(PROBLEM TO WORK ON): Gather all lines from the material that contain "every".

--

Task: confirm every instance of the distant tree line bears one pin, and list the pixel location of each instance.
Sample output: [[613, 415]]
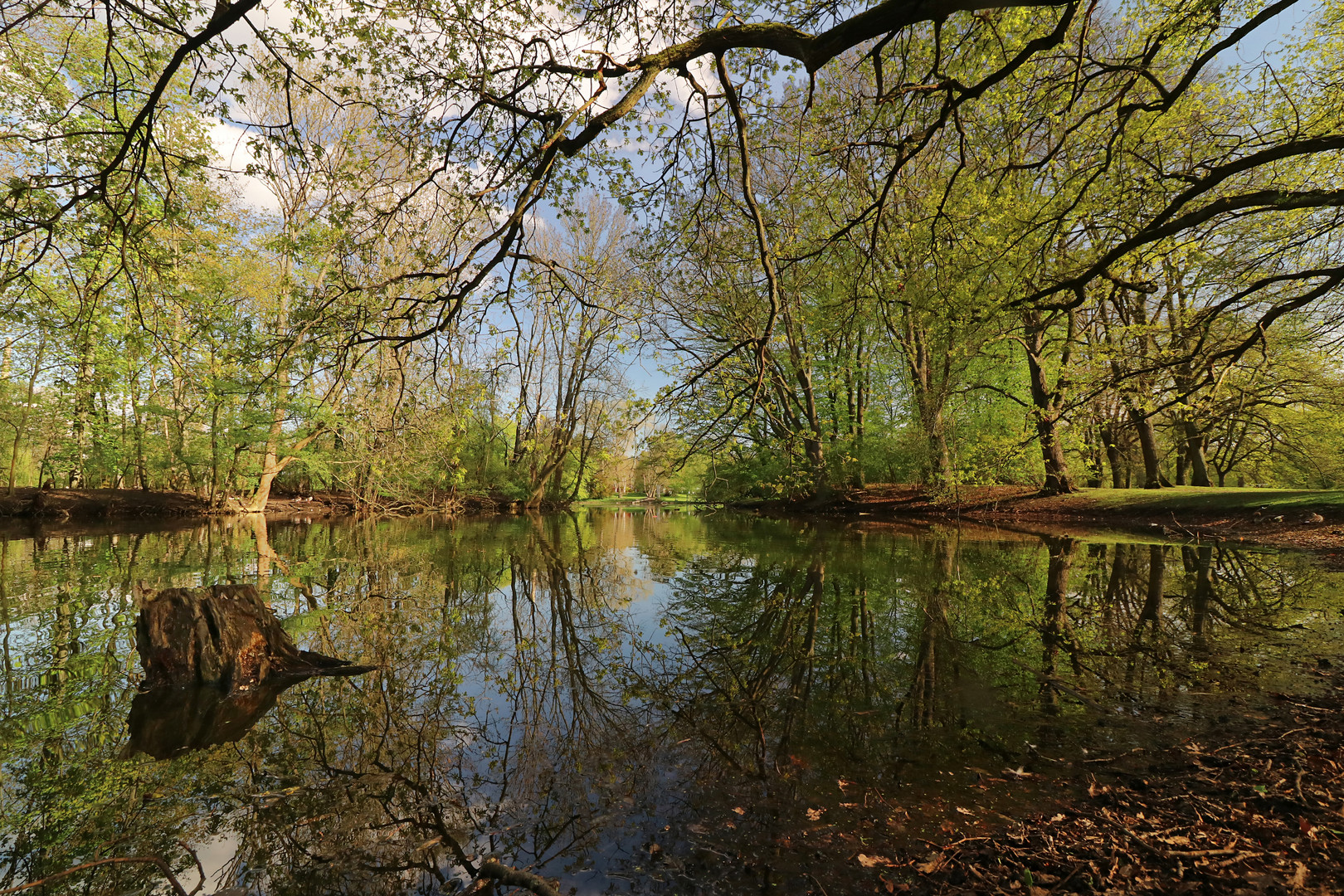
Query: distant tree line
[[1038, 243]]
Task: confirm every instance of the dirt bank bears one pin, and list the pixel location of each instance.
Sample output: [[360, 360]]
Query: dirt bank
[[1254, 811], [89, 507], [1280, 518]]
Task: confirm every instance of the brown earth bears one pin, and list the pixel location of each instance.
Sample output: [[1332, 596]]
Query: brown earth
[[89, 507], [1027, 509], [1259, 811]]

--

(OUTPUT BELOW):
Task: confirm every instance of the distant tree line bears one pin, and list the pixel location of each instance.
Task: confirm every instance of the dirt bank bears one pin, and list the pixel location of each instance.
Task: confirm every instance of the brown earth bears one pin, and list the pixel location of each instance.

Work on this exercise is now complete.